- [Description of the task] Please return only the lines from the one holding "q=brown hillside" through the one holding "q=woman's hand", exactly as they appear in the records below, both ends included.

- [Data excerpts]
______
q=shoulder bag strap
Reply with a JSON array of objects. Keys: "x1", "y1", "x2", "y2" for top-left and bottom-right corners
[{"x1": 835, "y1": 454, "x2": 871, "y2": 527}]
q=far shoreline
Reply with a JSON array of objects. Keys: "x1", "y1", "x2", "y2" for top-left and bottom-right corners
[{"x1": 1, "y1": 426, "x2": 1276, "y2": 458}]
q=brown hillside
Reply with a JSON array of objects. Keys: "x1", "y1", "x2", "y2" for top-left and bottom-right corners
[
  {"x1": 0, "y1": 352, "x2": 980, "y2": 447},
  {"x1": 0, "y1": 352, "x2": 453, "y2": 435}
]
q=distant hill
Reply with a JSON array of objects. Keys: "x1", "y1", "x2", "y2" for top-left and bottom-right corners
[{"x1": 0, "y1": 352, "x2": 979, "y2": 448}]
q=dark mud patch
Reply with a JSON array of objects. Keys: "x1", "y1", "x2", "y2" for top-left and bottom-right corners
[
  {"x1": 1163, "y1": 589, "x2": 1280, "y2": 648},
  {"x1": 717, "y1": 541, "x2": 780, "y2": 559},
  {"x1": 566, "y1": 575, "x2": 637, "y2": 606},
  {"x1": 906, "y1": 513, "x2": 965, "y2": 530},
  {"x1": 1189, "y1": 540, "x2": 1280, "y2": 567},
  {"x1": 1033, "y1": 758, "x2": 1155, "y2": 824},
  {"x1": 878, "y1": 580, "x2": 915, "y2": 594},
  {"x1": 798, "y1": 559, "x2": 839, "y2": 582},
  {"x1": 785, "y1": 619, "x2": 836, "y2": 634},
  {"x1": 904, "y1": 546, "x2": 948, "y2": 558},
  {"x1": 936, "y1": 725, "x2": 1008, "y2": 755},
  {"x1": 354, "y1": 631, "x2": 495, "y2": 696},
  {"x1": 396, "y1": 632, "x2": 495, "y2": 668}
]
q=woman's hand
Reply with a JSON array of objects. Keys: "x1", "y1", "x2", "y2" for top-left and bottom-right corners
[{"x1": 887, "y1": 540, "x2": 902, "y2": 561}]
______
- [Response to this task]
q=brown hillside
Reply with a JSON array of objects. Keys: "x1", "y1", "x2", "y2" for top-left and bottom-right corners
[
  {"x1": 0, "y1": 352, "x2": 980, "y2": 447},
  {"x1": 0, "y1": 352, "x2": 453, "y2": 435}
]
q=distant hill
Reply with a JSON array of objects. Keys: "x1", "y1", "x2", "y2" for top-left and bottom-right corners
[{"x1": 0, "y1": 352, "x2": 979, "y2": 448}]
q=dark mud patch
Reply with a JSON array of objects. Keys: "x1", "y1", "x2", "y2" for top-left and bottom-right corners
[
  {"x1": 1163, "y1": 589, "x2": 1280, "y2": 648},
  {"x1": 717, "y1": 541, "x2": 780, "y2": 559},
  {"x1": 566, "y1": 575, "x2": 637, "y2": 606},
  {"x1": 906, "y1": 513, "x2": 965, "y2": 530},
  {"x1": 1189, "y1": 540, "x2": 1280, "y2": 567},
  {"x1": 1033, "y1": 758, "x2": 1155, "y2": 824},
  {"x1": 878, "y1": 580, "x2": 915, "y2": 594},
  {"x1": 798, "y1": 559, "x2": 839, "y2": 582},
  {"x1": 785, "y1": 619, "x2": 836, "y2": 634},
  {"x1": 904, "y1": 546, "x2": 948, "y2": 558},
  {"x1": 936, "y1": 725, "x2": 1008, "y2": 755},
  {"x1": 354, "y1": 631, "x2": 495, "y2": 696},
  {"x1": 396, "y1": 632, "x2": 495, "y2": 668}
]
q=woman's hand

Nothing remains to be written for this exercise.